> _Given problem_
Print the entries below word for word, from the line containing "light wood laminate" through the end of the entries.

> _Record list_
══════

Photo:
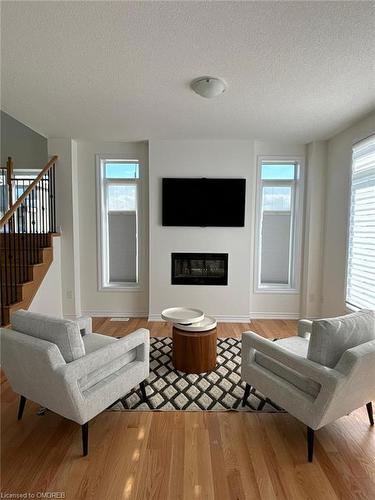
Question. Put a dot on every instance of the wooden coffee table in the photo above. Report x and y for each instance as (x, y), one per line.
(194, 352)
(194, 339)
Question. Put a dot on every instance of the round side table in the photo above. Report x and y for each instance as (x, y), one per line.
(194, 346)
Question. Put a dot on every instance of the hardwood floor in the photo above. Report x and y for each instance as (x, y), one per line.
(181, 455)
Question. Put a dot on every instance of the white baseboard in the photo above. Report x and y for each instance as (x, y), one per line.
(274, 315)
(220, 318)
(112, 314)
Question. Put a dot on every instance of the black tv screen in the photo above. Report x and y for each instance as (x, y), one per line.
(203, 202)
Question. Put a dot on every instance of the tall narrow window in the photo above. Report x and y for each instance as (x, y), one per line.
(360, 275)
(279, 221)
(119, 182)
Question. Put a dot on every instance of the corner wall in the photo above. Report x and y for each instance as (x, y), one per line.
(48, 298)
(27, 148)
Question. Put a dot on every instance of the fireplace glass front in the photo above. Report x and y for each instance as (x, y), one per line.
(199, 269)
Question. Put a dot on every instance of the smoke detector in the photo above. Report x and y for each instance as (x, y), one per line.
(208, 86)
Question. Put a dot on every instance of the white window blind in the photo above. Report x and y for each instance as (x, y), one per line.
(360, 286)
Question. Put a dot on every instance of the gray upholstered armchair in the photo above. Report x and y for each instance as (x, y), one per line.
(322, 374)
(66, 368)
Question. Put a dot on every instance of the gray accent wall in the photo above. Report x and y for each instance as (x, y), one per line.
(27, 148)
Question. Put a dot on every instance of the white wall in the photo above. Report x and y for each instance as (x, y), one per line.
(337, 207)
(95, 302)
(48, 298)
(315, 192)
(67, 221)
(199, 159)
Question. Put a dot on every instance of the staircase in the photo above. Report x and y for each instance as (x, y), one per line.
(27, 229)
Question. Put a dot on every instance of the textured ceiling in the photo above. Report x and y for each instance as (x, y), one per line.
(296, 71)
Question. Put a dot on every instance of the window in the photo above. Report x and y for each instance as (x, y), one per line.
(360, 273)
(278, 224)
(118, 210)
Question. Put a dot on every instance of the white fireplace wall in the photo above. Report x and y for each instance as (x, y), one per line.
(211, 158)
(199, 159)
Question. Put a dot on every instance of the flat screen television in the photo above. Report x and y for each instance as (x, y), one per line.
(203, 202)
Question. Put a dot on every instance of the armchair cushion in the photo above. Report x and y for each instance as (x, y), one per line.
(331, 337)
(62, 332)
(296, 345)
(95, 341)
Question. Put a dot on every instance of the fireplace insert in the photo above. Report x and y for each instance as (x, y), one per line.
(199, 269)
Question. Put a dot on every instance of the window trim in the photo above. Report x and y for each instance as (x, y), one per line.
(348, 305)
(297, 209)
(101, 183)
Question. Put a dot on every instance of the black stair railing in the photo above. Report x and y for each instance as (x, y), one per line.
(25, 229)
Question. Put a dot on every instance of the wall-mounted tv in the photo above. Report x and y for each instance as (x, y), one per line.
(203, 202)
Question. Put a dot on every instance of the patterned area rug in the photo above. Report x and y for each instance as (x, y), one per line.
(169, 389)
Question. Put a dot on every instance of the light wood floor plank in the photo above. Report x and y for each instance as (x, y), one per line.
(185, 455)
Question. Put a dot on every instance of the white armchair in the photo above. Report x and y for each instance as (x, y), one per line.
(66, 368)
(322, 374)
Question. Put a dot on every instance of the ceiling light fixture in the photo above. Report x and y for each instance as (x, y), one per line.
(208, 86)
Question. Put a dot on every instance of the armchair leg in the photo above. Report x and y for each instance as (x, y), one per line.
(143, 391)
(85, 438)
(310, 444)
(246, 394)
(21, 407)
(370, 413)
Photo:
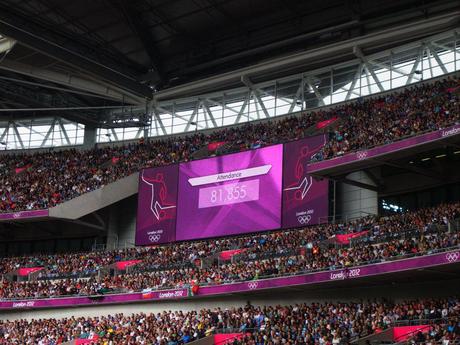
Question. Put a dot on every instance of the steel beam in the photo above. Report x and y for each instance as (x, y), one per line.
(438, 60)
(72, 81)
(33, 36)
(6, 44)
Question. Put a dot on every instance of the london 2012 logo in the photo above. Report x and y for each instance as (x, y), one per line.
(159, 192)
(452, 257)
(253, 285)
(304, 219)
(154, 238)
(361, 155)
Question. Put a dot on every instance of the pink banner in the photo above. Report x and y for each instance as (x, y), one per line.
(122, 265)
(215, 145)
(24, 215)
(25, 271)
(93, 340)
(222, 339)
(406, 332)
(325, 123)
(345, 238)
(228, 254)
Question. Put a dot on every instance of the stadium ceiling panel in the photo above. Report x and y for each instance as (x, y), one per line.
(95, 55)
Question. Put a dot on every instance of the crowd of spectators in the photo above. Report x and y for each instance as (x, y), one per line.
(317, 323)
(253, 246)
(42, 180)
(384, 120)
(276, 253)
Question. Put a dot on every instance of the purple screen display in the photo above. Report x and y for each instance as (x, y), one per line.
(157, 205)
(232, 194)
(305, 200)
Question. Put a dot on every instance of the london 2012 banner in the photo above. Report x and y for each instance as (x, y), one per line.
(157, 205)
(305, 199)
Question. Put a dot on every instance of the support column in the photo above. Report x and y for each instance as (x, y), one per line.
(354, 201)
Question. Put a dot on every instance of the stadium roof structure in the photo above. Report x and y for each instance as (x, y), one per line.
(88, 57)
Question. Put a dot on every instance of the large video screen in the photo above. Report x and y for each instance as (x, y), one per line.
(156, 210)
(305, 200)
(231, 194)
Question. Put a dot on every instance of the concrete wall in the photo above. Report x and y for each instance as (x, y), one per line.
(121, 227)
(391, 291)
(355, 201)
(98, 199)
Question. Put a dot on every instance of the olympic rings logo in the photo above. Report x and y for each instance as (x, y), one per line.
(305, 219)
(361, 155)
(154, 238)
(252, 285)
(452, 257)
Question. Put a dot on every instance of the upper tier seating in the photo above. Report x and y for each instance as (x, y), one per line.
(43, 180)
(318, 323)
(267, 254)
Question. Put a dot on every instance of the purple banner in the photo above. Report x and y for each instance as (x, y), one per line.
(385, 149)
(414, 263)
(305, 200)
(156, 206)
(327, 276)
(101, 299)
(24, 214)
(231, 194)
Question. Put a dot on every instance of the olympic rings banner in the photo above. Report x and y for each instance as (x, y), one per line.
(305, 199)
(24, 215)
(385, 149)
(356, 272)
(156, 210)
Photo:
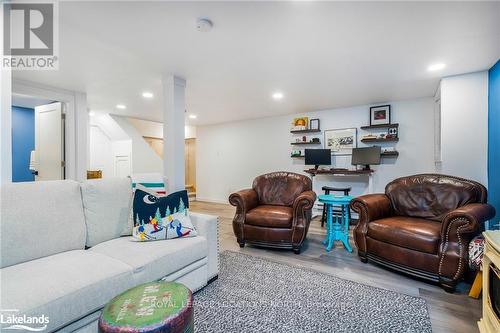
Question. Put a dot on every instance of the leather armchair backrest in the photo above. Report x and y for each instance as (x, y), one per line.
(280, 188)
(432, 196)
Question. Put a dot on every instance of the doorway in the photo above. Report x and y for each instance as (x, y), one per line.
(189, 156)
(38, 136)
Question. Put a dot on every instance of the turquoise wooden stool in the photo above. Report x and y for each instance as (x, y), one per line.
(338, 230)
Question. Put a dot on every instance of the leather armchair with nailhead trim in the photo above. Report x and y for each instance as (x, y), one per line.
(422, 226)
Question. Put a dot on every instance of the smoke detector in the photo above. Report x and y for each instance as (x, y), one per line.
(204, 25)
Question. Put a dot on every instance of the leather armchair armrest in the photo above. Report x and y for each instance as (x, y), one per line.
(370, 207)
(244, 201)
(303, 203)
(302, 211)
(457, 229)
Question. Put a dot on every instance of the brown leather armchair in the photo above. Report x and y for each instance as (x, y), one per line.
(275, 212)
(422, 225)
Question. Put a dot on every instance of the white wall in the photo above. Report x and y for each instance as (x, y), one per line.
(144, 159)
(231, 155)
(101, 152)
(464, 126)
(5, 124)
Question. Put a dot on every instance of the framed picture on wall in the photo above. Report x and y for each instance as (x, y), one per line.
(380, 115)
(341, 141)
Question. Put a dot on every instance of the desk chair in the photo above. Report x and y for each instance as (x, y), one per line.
(335, 210)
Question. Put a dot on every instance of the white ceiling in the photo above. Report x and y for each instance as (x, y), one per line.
(319, 54)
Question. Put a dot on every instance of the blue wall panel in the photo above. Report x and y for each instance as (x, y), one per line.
(494, 140)
(23, 142)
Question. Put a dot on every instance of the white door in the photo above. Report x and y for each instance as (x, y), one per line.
(49, 142)
(122, 166)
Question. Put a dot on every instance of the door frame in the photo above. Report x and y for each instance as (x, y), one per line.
(76, 129)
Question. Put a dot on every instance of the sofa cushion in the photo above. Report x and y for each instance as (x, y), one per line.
(107, 204)
(412, 233)
(44, 217)
(161, 217)
(64, 286)
(154, 260)
(270, 216)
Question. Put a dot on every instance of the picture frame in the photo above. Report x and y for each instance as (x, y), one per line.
(341, 141)
(300, 123)
(380, 115)
(314, 124)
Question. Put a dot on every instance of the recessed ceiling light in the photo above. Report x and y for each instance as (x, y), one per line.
(436, 67)
(204, 24)
(277, 95)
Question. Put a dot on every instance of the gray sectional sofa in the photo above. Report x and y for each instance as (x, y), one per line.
(66, 251)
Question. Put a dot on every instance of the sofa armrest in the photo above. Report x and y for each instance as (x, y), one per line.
(303, 203)
(208, 227)
(370, 207)
(244, 200)
(458, 228)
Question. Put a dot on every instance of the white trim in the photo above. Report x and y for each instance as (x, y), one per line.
(6, 126)
(212, 200)
(76, 139)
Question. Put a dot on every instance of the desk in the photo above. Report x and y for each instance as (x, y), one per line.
(343, 172)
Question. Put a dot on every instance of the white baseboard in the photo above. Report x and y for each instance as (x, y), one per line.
(212, 200)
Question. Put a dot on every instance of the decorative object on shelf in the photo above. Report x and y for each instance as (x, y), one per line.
(380, 115)
(379, 139)
(369, 137)
(389, 152)
(300, 124)
(314, 124)
(302, 131)
(341, 141)
(392, 132)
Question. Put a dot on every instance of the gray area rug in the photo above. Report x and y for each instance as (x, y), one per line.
(258, 295)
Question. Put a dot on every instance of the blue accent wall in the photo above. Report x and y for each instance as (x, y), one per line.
(494, 140)
(23, 142)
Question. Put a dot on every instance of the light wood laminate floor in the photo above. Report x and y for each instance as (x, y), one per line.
(448, 312)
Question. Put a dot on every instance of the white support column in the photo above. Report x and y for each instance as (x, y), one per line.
(173, 131)
(5, 126)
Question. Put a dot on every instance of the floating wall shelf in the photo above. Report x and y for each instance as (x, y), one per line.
(305, 131)
(305, 143)
(379, 140)
(380, 126)
(390, 154)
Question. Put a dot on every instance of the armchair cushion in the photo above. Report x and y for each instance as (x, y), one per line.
(409, 232)
(432, 196)
(244, 200)
(280, 188)
(270, 216)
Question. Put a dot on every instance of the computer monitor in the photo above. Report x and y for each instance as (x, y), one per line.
(318, 157)
(366, 156)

══════

> _Answer to the problem_
Question. Put a dot on every instance of the light wood laminate floor in the photo above. Report x and y for each instance as (x, y), one per line.
(448, 312)
Question. Put a dot on every instance of the white support column in the photo above. Report x and y for each instance as (x, y), one per line.
(173, 131)
(5, 126)
Question. Put a dot on every instance of the floating wall shelf in the photo above. Report x and y for each instance as (x, y), one per line.
(305, 131)
(305, 143)
(379, 140)
(380, 126)
(390, 154)
Question. Put a dot on every instance of the armchair cushion in the photo above. Report x and y for each instance as (x, y), one per line.
(409, 232)
(432, 196)
(244, 200)
(280, 188)
(270, 216)
Question. Put a dot on every instance of the computer monitor in the photo above. Report x and y for each instance as (x, y), one per line.
(318, 157)
(366, 156)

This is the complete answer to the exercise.